* _TEXT SEGMENT_
* * *

A man known as Winter joined the sit-in protest on Monday
A protester who has spent five nights up an ancient Dorset tree has been joined by a second man in a bid to stop clearance work for a £84m relief road.
A man known as Winter joined sit-in protester Noddy at Two Mile Coppice, near Weymouth, on Monday.
The Weymouth relief road aims to ease traffic around Weymouth and Portland, which are hosting the Olympic sailing.
Dorset County Council said it was in the process of taking legal action against the campaigners.
Work to clear 1.5 acres of Two Mile Coppice - which contains 400-year-old trees - restarted on Thursday after a legal bid by the Woodland Trust temporarily suspended work for two days.
The council said about 60% of felling had been carried out and it hoped to complete the work by Christmas.
Noddy, 37, who has lived in Weymouth in the past, told the BBC News website that he was "good at the moment" and that he was pleased to have company from Winter.
They were both sitting in one big open tree, he said.
"I've been up here a good while now, so it's good to have support.
"I've managed to keep warm despite it being really windy last night, although I didn't get much sleep with the tarpaulin flapping.
"Local people have sent up hot water bottles. It's brilliant, if it wasn't for local support, there wouldn't even be a point in doing this."
Winter said he had taken part twice in county council consultations about the road.
He said: "They didn't listen to a word we said. I tried to work within the system but the county council ignored us.
"I'm perfectly prepared to stay up here until Christmas."
Noddy has spent five nights sitting in the ancient woodland
One campaigner, 41-year-old Nick Pepper, came down from one of the trees on Saturday morning, while 35-year-old Nicky Baines ended his protest on Friday.
None of the men represented any particular group, they said.
The Woodland Trust has said the road is a "near act of vandalism" on the environment, and that ancient woodland is Britain's equivalent of the rainforest and cannot be replaced.
A county council spokeswoman said attempts were made by other protesters on Friday and Saturday to enter the western edge strip of the coppice but none was successful.
"At about 8am on Saturday 13 December, one of the protesters was persuaded to come down because of concerns for his welfare.
"He declined hospital treatment but was taken to Weymouth Police Station to be checked over by ambulance staff."
Trees and other vegetation were being removed from the western edge of Two Mile Coppice, when a legal challenge by the Woodland Trust halted work last Tuesday.

* * *

* _INFORMATION SUPPLIED_
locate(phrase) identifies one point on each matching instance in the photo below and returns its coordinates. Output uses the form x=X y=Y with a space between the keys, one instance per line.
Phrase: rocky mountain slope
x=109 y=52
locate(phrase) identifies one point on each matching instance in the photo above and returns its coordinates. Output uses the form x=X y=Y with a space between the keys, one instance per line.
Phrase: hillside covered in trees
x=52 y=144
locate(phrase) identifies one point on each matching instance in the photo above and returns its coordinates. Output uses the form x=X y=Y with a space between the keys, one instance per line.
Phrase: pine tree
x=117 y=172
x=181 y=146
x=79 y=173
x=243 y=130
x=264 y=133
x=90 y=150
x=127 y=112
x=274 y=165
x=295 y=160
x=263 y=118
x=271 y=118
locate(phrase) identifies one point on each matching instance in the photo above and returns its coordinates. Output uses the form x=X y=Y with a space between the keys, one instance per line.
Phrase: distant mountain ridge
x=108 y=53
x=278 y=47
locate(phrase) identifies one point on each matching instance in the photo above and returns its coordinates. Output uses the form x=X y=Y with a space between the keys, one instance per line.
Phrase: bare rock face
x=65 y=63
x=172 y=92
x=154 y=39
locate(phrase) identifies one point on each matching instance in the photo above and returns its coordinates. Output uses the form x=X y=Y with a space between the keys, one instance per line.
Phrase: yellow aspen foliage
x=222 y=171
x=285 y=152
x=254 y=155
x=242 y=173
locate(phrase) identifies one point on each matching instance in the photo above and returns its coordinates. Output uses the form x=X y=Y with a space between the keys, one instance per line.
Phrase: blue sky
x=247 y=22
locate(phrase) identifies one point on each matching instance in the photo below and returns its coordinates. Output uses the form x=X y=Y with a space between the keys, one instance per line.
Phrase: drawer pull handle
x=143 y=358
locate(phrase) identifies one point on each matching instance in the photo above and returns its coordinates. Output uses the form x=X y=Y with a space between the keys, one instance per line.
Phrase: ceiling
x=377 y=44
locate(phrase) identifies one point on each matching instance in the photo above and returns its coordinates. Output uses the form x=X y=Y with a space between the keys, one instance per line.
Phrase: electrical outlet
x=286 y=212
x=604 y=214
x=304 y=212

* * *

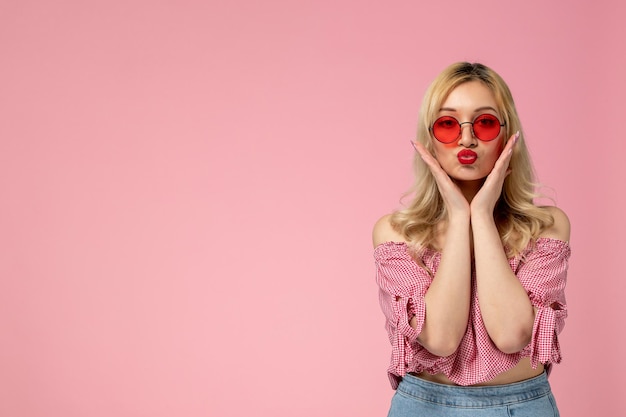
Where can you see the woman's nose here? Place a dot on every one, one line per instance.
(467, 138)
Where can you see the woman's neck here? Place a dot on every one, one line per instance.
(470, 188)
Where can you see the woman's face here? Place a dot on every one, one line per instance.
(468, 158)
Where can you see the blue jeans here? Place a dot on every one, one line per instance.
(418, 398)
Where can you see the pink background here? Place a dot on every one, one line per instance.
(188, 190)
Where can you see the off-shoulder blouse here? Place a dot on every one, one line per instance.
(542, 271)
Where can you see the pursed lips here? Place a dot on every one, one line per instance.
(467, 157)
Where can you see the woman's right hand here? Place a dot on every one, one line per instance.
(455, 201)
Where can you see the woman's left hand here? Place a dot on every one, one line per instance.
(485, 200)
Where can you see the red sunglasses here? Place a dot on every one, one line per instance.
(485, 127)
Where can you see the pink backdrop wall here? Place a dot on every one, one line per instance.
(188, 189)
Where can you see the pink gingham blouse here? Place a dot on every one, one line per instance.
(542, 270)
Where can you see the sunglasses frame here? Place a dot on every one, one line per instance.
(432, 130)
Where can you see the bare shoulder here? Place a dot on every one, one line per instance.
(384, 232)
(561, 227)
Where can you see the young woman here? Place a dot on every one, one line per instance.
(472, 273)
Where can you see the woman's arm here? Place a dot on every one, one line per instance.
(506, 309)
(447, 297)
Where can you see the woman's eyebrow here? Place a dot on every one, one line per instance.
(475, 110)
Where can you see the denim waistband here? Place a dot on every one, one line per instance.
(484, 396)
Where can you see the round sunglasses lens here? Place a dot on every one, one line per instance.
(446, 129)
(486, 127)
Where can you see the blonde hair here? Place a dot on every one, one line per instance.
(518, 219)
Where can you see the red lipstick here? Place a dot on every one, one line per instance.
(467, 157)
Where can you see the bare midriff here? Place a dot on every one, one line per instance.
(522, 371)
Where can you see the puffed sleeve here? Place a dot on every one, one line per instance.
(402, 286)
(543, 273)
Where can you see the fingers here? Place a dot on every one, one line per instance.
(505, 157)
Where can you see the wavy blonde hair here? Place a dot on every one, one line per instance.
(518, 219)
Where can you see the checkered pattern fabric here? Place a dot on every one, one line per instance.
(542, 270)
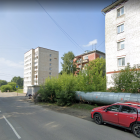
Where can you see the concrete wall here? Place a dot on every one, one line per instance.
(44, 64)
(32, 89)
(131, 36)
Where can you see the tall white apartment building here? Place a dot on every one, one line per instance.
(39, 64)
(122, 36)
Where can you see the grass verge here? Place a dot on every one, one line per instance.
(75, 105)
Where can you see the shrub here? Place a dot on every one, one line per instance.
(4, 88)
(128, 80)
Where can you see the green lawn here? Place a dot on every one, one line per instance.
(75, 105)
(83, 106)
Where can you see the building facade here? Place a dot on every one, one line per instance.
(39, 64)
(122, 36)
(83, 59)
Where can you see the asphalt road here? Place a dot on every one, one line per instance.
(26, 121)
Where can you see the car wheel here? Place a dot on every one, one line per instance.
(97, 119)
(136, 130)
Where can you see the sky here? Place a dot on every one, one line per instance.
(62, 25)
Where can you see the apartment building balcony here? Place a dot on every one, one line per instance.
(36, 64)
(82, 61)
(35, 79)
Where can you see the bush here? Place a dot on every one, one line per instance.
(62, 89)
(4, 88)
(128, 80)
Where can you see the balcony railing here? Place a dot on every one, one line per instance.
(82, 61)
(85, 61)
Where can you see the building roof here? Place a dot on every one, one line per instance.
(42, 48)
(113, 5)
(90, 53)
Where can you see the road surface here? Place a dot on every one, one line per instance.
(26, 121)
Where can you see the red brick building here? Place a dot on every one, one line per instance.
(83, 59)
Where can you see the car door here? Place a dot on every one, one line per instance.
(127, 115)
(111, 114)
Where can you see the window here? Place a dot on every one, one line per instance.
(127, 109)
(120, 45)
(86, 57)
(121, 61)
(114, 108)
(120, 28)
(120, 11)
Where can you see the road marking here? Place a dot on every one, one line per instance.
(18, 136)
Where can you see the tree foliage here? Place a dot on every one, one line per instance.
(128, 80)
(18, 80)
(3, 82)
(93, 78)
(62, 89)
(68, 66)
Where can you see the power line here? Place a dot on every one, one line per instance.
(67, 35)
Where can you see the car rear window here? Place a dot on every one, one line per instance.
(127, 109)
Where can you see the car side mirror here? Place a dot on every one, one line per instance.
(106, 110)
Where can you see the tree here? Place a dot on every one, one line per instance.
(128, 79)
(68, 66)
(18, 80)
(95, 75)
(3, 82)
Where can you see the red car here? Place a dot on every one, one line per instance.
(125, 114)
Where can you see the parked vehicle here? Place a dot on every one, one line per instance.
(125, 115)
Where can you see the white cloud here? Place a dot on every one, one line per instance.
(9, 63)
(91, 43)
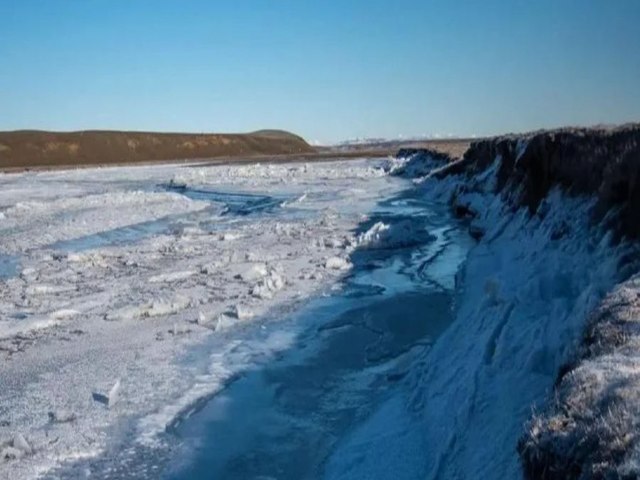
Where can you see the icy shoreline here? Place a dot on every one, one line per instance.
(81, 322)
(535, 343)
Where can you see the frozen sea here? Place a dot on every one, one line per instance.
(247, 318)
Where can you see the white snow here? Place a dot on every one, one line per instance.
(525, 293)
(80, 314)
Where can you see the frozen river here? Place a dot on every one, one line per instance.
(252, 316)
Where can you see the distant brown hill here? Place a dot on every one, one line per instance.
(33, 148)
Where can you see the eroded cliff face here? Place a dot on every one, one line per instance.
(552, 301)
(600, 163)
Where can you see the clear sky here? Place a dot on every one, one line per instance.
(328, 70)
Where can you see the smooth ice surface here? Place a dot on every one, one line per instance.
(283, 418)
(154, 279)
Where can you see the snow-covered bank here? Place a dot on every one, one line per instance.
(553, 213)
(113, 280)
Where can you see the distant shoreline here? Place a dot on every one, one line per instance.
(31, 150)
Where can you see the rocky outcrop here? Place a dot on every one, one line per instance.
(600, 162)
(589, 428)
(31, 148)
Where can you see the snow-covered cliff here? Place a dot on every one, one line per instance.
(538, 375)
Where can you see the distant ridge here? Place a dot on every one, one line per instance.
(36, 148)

* * *

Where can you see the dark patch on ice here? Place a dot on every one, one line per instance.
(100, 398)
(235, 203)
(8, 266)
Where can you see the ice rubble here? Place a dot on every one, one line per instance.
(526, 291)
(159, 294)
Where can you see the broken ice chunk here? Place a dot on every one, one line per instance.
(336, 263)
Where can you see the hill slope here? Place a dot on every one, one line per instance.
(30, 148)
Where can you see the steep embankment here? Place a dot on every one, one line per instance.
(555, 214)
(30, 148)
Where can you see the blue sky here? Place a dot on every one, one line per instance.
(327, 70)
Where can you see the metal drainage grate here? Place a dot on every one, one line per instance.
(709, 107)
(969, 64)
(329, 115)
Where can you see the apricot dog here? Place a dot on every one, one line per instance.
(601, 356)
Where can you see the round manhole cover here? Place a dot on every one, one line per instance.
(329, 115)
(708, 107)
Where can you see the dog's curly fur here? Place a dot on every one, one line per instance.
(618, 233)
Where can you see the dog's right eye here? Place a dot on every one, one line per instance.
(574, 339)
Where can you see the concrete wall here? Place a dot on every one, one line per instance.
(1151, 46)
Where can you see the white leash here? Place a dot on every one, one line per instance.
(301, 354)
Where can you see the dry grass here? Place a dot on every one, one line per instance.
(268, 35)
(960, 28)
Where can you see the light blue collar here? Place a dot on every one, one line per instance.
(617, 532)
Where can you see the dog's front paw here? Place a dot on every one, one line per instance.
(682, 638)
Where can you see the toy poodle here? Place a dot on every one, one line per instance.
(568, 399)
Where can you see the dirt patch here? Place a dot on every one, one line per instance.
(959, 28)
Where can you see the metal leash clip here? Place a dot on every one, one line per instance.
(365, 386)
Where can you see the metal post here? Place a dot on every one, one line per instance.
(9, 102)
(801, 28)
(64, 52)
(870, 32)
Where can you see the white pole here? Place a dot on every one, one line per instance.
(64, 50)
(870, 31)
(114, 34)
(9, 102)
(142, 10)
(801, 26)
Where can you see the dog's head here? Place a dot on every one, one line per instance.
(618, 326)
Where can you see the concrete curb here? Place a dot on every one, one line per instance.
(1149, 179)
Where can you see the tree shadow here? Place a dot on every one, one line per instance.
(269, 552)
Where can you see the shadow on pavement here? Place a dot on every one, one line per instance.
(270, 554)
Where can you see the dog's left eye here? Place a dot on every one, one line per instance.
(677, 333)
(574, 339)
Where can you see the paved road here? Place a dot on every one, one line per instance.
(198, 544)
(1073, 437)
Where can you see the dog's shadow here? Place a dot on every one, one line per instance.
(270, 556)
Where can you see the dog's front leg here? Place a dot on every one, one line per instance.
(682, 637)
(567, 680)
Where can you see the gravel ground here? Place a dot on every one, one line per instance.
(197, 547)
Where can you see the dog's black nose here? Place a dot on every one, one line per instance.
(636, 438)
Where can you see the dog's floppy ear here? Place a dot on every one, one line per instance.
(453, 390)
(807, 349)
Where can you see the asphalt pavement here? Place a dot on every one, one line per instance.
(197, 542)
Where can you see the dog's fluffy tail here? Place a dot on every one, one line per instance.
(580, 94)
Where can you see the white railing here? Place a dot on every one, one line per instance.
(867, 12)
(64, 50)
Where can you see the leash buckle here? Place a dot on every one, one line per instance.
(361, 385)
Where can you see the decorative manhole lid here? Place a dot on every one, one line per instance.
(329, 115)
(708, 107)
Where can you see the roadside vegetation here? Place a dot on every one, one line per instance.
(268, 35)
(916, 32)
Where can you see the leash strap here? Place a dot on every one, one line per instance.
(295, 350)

* * *

* _ASSIGNED TASK A_
In the article on the Dorset tree protest, what is the cost of the relief road that the protesters are trying to stop?
* _ASSIGNED TASK B_
Reproduce the part of the article on the Dorset tree protest starting with "None of the" and going on through "work last Tuesday.".
The records were drawn from a different source than the text.

* _PROBLEM SOLUTION A_
£84m

* _PROBLEM SOLUTION B_
None of the men represented any particular group, they said.
The Woodland Trust has said the road is a "near act of vandalism" on the environment, and that ancient woodland is Britain's equivalent of the rainforest and cannot be replaced.
A county council spokeswoman said attempts were made by other protesters on Friday and Saturday to enter the western edge strip of the coppice but none was successful.
"At about 8am on Saturday 13 December, one of the protesters was persuaded to come down because of concerns for his welfare.
"He declined hospital treatment but was taken to Weymouth Police Station to be checked over by ambulance staff."
Trees and other vegetation were being removed from the western edge of Two Mile Coppice, when a legal challenge by the Woodland Trust halted work last Tuesday.